→ REQUIRED WORK
Wherever the word "interior" appears in the entries, copy the whole line.

**** EXTRACTED MATERIAL ****

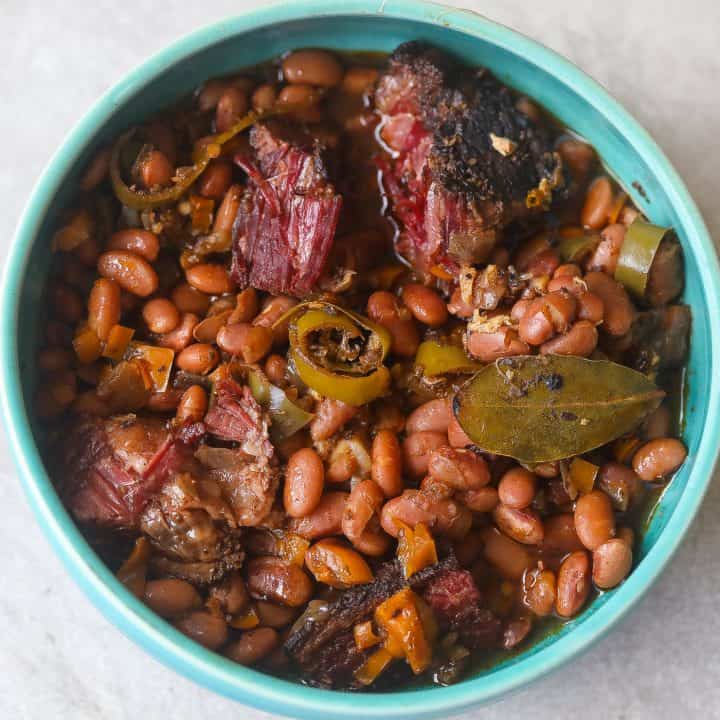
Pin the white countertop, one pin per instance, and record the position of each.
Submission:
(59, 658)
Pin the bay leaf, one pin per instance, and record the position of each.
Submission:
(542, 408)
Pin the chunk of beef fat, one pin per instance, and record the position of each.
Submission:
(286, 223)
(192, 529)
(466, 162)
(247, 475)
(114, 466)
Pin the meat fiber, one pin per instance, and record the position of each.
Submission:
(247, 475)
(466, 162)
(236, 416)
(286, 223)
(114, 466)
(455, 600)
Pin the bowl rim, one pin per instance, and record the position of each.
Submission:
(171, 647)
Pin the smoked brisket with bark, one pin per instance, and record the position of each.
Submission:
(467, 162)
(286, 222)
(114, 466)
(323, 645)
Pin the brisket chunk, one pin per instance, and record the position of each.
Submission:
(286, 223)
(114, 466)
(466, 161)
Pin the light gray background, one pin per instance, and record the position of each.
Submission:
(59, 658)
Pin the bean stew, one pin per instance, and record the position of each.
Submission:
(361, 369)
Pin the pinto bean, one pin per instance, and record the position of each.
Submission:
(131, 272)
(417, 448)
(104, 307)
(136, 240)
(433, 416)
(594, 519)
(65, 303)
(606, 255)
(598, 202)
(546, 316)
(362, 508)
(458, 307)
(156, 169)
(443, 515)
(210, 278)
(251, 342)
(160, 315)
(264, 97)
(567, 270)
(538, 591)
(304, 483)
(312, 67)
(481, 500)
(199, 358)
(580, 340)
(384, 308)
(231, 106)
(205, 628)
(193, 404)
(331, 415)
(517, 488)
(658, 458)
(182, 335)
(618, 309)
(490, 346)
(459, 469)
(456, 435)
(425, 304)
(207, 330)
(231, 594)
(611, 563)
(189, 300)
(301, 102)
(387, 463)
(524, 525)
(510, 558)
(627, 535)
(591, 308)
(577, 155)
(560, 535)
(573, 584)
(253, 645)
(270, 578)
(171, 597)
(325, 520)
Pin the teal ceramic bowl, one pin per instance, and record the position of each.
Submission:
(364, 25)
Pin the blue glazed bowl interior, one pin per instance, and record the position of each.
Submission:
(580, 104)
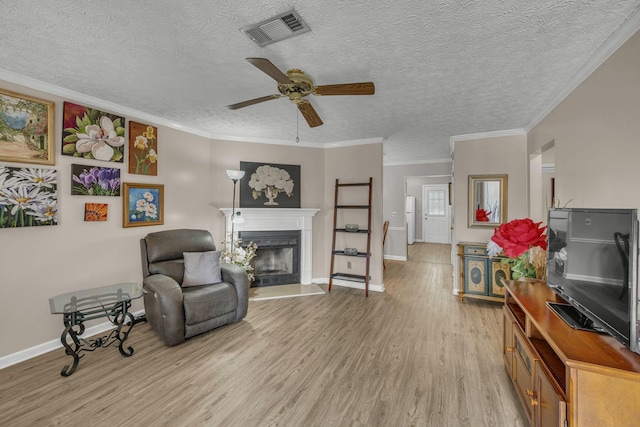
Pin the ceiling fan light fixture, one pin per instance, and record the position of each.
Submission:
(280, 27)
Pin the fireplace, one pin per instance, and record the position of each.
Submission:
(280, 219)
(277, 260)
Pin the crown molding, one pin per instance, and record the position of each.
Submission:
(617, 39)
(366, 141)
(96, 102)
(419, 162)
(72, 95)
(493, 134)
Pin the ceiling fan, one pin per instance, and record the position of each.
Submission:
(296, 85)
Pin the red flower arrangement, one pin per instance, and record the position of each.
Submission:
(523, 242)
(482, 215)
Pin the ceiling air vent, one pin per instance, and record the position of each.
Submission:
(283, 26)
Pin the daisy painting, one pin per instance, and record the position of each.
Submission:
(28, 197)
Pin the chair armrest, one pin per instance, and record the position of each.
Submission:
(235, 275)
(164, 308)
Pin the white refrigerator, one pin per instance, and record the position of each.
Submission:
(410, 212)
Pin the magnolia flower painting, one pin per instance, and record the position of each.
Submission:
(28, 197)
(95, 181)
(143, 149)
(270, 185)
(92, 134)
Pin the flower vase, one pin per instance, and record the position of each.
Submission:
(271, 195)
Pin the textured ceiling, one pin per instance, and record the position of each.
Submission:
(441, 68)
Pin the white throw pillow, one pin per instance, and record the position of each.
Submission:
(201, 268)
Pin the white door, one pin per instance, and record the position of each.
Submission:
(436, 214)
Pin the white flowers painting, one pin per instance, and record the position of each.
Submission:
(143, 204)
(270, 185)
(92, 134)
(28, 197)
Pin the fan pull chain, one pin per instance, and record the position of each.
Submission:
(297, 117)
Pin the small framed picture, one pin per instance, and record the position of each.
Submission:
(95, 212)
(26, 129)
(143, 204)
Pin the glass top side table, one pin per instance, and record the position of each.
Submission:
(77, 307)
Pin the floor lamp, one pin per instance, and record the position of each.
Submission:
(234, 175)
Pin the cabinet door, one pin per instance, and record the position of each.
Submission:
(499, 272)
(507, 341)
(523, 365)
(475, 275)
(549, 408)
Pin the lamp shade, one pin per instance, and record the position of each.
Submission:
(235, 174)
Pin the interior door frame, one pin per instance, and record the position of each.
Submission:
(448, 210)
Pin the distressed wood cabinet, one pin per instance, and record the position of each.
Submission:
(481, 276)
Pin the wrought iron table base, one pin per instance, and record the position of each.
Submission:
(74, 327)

****

→ RESPONSE AREA
Pin the blue glazed bowl interior, one pin per instance, and record the position of each.
Pin the interior door frame, one pin per instance, and record the position of each.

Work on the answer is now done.